▼
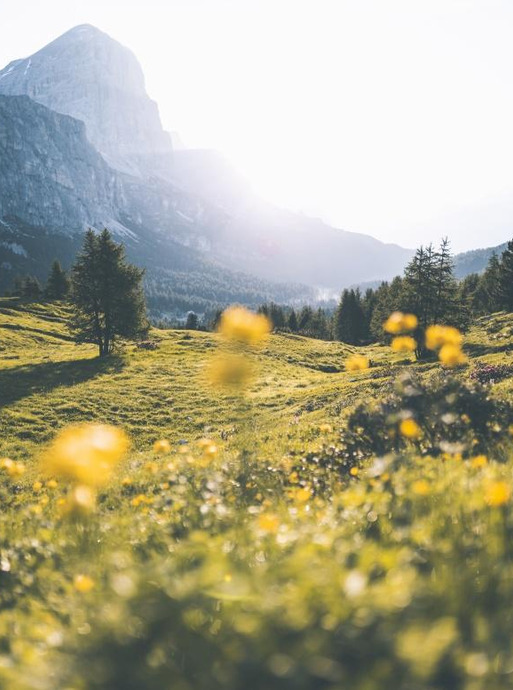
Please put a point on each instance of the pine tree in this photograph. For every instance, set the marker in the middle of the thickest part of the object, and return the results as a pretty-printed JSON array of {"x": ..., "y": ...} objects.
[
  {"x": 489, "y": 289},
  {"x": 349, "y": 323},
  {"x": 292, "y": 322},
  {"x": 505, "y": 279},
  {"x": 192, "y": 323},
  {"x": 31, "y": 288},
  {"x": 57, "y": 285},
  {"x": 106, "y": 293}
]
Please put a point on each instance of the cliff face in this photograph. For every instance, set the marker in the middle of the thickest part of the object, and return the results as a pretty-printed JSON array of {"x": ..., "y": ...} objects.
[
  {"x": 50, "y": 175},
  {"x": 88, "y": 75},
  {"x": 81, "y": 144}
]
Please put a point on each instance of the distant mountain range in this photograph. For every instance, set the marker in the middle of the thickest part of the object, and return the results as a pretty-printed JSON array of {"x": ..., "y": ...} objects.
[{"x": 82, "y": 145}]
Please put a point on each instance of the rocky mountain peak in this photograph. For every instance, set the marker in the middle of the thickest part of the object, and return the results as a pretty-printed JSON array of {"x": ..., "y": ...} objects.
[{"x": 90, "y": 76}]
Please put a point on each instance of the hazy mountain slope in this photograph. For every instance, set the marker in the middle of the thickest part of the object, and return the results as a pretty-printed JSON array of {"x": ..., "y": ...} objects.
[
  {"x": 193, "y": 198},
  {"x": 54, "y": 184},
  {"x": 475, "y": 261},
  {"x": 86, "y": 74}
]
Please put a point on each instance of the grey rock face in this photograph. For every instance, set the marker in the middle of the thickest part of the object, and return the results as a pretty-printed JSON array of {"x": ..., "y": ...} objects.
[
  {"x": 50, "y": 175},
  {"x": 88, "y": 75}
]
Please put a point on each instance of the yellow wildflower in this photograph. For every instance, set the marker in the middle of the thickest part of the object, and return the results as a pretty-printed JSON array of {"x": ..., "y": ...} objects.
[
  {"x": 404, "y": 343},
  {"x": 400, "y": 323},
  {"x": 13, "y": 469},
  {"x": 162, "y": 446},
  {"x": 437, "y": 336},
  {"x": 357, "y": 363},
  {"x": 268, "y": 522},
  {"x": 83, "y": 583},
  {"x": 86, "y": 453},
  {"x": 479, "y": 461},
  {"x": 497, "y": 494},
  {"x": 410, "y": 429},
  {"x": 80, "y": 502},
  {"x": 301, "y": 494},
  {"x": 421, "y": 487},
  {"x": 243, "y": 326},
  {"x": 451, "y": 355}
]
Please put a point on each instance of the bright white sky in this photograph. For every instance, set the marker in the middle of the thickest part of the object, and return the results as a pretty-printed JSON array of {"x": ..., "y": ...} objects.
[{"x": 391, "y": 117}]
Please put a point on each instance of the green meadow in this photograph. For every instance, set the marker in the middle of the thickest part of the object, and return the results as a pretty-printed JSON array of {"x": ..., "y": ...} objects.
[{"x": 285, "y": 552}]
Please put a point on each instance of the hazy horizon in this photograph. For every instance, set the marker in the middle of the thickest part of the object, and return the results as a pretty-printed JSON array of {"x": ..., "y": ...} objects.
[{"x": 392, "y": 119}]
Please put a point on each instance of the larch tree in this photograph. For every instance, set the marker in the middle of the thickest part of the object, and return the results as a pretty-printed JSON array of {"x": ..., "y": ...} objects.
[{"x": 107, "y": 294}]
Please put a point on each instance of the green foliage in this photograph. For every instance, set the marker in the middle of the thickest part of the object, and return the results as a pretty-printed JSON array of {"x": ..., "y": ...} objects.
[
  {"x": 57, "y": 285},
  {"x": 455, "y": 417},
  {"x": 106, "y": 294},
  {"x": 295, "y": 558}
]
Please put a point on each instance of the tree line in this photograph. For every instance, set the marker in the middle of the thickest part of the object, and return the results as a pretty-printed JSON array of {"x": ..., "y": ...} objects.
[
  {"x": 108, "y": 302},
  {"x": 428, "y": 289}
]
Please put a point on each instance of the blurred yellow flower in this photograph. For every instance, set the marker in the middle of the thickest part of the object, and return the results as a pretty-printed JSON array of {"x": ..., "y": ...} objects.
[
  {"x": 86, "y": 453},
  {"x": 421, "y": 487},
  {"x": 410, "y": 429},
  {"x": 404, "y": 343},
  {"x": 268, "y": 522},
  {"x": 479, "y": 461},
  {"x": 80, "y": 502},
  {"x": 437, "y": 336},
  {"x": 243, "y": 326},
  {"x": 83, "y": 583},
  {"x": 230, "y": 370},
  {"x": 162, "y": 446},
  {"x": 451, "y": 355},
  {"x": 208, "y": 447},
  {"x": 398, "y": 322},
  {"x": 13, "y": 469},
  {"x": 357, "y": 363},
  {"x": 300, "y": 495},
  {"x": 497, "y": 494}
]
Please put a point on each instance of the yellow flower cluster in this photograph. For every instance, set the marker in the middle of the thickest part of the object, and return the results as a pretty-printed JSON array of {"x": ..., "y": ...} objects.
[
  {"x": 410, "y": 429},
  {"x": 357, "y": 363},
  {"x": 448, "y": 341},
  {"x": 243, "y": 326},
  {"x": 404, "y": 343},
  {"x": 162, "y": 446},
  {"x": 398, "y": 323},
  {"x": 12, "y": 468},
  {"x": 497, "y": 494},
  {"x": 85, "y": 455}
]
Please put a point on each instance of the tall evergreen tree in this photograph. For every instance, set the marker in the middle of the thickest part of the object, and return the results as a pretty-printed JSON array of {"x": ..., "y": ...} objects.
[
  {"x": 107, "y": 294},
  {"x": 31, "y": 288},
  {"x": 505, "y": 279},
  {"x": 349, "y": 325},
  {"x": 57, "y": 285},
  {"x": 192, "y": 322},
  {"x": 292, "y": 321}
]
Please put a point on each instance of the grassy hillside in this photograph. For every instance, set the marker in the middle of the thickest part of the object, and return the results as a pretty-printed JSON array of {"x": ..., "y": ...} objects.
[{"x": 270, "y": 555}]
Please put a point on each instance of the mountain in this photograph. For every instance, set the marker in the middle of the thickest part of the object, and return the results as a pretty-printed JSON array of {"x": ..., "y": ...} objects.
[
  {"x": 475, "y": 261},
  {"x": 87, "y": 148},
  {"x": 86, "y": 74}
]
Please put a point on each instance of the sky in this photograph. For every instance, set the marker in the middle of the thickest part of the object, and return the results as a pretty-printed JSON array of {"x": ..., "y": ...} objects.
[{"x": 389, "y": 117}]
▲
▼
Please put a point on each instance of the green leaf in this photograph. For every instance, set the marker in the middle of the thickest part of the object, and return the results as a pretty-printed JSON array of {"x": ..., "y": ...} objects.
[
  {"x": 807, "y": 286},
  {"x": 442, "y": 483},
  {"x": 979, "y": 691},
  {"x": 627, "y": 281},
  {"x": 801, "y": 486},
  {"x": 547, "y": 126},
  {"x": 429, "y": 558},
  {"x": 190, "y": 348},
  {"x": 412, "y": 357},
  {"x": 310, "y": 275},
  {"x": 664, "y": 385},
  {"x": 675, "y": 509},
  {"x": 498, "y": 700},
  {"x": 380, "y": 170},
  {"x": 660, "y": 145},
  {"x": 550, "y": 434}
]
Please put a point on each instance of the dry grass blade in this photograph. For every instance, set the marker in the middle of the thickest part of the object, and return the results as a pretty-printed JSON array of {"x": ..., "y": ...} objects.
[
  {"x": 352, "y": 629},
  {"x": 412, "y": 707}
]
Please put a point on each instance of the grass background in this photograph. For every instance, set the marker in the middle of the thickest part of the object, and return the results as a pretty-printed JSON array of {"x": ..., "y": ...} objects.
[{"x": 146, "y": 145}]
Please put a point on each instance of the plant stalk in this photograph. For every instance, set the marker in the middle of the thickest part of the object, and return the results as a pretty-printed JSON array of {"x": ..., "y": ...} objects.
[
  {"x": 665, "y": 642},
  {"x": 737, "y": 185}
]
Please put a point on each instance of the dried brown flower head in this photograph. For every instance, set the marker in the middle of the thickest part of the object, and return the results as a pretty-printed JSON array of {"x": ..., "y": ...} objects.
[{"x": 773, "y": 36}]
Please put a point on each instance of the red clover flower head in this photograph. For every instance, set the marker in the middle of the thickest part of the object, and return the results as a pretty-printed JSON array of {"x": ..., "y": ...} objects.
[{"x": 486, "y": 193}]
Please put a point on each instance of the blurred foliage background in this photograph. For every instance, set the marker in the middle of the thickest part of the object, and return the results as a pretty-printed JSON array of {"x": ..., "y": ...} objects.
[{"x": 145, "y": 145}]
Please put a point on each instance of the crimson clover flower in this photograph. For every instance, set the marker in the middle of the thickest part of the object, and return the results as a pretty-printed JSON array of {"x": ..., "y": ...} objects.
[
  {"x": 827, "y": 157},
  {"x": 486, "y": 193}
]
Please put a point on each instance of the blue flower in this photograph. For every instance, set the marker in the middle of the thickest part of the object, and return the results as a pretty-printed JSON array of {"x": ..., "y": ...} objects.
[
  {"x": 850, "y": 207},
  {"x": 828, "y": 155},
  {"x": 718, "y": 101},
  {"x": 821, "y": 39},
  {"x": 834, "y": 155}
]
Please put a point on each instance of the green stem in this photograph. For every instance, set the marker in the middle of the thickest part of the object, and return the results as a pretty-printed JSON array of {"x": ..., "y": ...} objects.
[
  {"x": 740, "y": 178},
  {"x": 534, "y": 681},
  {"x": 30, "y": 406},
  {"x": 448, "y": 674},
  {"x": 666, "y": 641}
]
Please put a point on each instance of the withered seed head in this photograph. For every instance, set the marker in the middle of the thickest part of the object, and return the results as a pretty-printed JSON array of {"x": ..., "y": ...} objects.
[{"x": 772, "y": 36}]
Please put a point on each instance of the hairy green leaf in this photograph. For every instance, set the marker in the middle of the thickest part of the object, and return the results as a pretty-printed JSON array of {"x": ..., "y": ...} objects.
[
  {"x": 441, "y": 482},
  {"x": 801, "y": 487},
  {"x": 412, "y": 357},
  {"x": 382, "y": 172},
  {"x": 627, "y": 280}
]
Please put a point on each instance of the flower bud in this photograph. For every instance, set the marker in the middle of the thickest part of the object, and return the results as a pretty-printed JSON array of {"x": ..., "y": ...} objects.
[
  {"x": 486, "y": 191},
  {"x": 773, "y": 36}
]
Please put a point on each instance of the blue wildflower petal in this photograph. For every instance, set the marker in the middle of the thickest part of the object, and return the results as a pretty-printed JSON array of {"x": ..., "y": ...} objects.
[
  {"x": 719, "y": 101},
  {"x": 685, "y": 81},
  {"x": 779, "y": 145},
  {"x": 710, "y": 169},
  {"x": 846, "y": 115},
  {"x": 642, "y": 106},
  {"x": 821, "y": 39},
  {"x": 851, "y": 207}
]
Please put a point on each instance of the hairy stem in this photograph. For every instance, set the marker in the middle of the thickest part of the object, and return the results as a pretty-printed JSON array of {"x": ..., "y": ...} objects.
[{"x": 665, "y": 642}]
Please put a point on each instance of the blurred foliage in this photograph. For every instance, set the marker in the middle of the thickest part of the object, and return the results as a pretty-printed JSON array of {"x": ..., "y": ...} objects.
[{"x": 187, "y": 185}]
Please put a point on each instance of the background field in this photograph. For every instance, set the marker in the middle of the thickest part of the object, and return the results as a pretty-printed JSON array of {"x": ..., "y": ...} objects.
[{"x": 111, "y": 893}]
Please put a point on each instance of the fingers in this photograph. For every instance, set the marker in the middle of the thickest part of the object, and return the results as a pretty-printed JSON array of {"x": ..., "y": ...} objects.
▲
▼
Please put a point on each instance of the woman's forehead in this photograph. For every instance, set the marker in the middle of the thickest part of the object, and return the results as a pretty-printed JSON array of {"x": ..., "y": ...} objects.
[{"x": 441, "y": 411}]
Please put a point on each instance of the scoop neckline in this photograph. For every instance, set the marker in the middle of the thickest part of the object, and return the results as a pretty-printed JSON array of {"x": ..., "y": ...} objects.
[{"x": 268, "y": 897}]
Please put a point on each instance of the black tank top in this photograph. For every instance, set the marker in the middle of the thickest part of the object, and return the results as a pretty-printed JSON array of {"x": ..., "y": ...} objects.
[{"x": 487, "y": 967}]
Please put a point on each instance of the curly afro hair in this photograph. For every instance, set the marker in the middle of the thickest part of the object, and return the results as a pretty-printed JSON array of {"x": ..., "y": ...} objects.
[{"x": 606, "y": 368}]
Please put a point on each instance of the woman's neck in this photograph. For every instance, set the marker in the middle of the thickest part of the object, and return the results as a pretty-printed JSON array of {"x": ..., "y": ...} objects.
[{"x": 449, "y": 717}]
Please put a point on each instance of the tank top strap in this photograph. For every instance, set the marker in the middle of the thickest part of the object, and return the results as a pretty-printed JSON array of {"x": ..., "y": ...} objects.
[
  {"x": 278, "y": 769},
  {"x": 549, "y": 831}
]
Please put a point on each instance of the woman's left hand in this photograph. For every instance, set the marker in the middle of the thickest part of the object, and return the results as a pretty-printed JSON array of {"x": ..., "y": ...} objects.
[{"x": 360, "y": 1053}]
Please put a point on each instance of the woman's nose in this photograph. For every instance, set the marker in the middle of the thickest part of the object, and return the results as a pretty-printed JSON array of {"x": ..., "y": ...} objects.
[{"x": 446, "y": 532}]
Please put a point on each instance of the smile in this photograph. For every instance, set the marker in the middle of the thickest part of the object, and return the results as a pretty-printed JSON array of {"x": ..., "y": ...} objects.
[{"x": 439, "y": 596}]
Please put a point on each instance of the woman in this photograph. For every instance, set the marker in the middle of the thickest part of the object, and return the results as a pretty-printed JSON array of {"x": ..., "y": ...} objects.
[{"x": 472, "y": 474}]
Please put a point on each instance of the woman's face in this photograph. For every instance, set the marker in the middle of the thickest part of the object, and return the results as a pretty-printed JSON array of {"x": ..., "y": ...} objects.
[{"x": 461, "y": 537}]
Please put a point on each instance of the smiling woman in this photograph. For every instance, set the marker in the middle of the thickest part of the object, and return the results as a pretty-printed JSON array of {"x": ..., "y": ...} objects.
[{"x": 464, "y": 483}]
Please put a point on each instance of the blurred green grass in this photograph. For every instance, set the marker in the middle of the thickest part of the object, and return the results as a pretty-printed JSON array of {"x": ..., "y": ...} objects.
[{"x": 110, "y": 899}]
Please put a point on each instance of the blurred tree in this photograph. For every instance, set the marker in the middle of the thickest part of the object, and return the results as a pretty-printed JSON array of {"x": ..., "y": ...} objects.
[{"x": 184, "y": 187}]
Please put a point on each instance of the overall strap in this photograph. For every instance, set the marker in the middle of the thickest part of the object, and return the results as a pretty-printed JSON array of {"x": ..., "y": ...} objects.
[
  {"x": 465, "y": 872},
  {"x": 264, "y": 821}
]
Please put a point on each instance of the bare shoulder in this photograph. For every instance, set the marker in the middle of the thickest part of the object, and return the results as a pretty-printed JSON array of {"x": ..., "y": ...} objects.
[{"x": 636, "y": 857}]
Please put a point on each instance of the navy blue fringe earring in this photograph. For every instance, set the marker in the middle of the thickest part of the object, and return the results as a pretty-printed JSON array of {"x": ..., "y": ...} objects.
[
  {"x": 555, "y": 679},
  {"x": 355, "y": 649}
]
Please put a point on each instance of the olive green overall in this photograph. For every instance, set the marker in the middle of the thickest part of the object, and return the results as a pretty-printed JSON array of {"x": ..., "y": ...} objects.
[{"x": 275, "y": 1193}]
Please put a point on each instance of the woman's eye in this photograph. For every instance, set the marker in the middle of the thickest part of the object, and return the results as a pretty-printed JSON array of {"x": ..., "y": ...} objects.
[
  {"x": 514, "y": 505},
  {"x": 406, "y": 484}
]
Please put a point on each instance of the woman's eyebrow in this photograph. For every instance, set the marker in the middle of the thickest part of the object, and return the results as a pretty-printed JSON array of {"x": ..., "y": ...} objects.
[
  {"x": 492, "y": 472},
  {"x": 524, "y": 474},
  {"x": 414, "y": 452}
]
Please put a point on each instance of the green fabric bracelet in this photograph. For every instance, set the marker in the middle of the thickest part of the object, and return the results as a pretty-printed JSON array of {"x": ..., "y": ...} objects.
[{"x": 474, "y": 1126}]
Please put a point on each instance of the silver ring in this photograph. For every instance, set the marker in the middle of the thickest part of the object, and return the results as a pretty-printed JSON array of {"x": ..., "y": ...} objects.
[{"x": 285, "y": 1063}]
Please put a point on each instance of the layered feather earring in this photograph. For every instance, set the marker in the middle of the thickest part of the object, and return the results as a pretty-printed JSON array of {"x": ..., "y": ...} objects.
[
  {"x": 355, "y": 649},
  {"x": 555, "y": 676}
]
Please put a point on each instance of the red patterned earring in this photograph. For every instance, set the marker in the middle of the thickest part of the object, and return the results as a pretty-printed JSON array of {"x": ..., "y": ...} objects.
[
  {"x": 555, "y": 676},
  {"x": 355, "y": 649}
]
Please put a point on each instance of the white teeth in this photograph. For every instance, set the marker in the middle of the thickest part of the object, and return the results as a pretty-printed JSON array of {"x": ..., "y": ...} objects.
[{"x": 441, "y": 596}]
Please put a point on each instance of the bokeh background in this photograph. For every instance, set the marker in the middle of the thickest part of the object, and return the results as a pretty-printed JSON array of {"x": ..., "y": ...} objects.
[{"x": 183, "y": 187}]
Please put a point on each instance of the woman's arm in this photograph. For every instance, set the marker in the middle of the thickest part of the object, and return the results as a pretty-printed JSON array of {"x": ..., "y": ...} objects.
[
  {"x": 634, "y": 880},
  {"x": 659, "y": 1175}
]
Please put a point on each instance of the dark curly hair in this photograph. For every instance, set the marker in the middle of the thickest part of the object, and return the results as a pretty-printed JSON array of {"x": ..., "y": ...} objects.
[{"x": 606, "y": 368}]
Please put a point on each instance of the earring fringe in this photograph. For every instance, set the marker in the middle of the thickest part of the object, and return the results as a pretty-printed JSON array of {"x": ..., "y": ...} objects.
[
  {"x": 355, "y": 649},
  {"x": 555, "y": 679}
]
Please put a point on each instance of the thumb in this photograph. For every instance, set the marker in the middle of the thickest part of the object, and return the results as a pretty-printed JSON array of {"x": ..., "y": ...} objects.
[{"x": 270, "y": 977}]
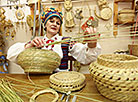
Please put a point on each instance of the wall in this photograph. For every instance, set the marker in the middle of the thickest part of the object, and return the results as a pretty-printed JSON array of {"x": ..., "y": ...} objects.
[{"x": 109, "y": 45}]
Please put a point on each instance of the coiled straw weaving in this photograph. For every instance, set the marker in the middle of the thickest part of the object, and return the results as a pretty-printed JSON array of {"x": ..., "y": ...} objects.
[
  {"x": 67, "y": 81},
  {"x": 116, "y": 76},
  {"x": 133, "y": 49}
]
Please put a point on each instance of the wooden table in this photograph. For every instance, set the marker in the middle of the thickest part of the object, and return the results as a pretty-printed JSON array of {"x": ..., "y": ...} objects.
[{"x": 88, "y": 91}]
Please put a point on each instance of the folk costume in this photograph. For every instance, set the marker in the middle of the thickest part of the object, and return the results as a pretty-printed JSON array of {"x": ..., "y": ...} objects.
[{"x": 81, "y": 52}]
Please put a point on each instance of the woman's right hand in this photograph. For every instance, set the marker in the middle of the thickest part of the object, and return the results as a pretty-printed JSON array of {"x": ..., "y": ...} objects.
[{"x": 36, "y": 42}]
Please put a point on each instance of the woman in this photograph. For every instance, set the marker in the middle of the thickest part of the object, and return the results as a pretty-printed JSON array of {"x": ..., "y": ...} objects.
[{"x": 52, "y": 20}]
▲
- _Your objective_
Format the lines of the listing from the line containing "Please put a point on each instance of the background" through the line containing "Please put a point on each instance of the fingers", both included, as a JSON list of strings with one string per line. Leave out any blank lines.

- _Expected output_
[
  "Please put a point on each instance of the background field in this photograph. For every instance, set the marker in the middle of the thickest part of the object, and return the results as a pretty-printed JSON array of {\"x\": ..., \"y\": ...} objects.",
  "[{\"x\": 111, \"y\": 893}]",
  "Please put a point on each instance of the fingers in this photograph. For every instance, set the marker in the middle of the thickest part of the object, and return the results as a pretty-printed JSON array of {\"x\": ..., \"y\": ...} objects."
]